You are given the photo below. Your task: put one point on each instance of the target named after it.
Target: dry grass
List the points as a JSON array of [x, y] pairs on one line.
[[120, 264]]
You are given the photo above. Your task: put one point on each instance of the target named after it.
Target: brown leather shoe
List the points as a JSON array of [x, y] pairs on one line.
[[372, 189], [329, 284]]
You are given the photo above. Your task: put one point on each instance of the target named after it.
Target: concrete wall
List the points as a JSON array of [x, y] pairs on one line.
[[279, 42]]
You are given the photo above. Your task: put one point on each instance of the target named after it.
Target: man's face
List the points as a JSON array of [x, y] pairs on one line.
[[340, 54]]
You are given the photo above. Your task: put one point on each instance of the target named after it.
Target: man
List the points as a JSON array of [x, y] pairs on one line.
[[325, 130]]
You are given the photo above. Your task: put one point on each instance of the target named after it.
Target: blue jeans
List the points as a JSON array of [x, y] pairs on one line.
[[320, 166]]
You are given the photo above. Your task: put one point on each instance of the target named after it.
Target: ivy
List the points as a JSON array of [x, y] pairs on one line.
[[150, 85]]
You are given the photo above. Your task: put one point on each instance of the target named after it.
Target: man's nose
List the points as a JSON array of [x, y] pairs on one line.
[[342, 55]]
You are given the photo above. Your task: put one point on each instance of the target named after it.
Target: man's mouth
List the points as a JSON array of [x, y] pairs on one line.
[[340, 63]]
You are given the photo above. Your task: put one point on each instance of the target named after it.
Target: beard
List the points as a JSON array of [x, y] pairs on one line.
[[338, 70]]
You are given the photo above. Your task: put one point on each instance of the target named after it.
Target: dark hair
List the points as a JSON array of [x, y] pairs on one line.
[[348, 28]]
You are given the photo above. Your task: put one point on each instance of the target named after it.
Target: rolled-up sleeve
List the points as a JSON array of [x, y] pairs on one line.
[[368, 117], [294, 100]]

■ ■ ■ ■

YOUR INSTRUCTIONS: All of the records go in your answer, copied exactly.

THE ANSWER:
You are given the photo below. Your task: put one point on each instance of the target named after it.
Target: dry grass
List the points as a JSON array of [x, y] pairs on one line.
[[120, 264]]
You are given the photo above. Your task: put one point on each instance of the target named after it.
Target: brown leather shoe
List the points as a JSON array of [x, y] pairs on one line.
[[372, 189], [329, 284]]
You are given the photo above. Your task: put one point on each instance of the target named after it.
Target: concrete wall
List the points as a JSON array of [x, y] pairs on one line.
[[279, 42]]
You are given the photo above. Your task: put one point on each instance of the target named after it.
Target: man's face
List the points as a JSON array of [x, y] pairs on one line.
[[340, 54]]
You are given the photo above. Your task: put one point on each instance of the target named after it.
Target: man
List the points as a JSON array of [x, y] pairs on one line.
[[325, 130]]
You are given the photo above. Your task: put one point on each instance of the target named after it.
Target: blue jeans
List the points as a JSON array of [x, y] pairs on one line.
[[320, 166]]
You are given the photo above. Your task: put one point on each instance of the target named after it.
Target: ivy
List the points as a JSON array of [x, y] pairs on one line.
[[150, 85]]
You are given the photo above. Your task: put one point on each instance of the target named after it.
Target: man's nose
List the points as a JSON array of [x, y] pairs on one line.
[[342, 55]]
You are given the photo above. Your task: put one point on each instance of the target named after it.
Target: man's mouth
List the points as a JSON array of [x, y] pairs on one line.
[[340, 63]]
You are given the photo above. Your task: put one point on each instance of the target named after it.
Target: beard
List the points as a JSON array of [x, y] pairs on one line.
[[338, 70]]
You are given the photo above. Your task: put one point on each instance of the target named after it.
Target: dark hair
List the points as a JSON array of [x, y] pairs on one line.
[[348, 28]]
You are given the photo above. Your task: put one point on each instance of the target named after it.
Target: rolled-up sleeve
List the points as a JSON array of [x, y] pairs on one line.
[[368, 117], [294, 100]]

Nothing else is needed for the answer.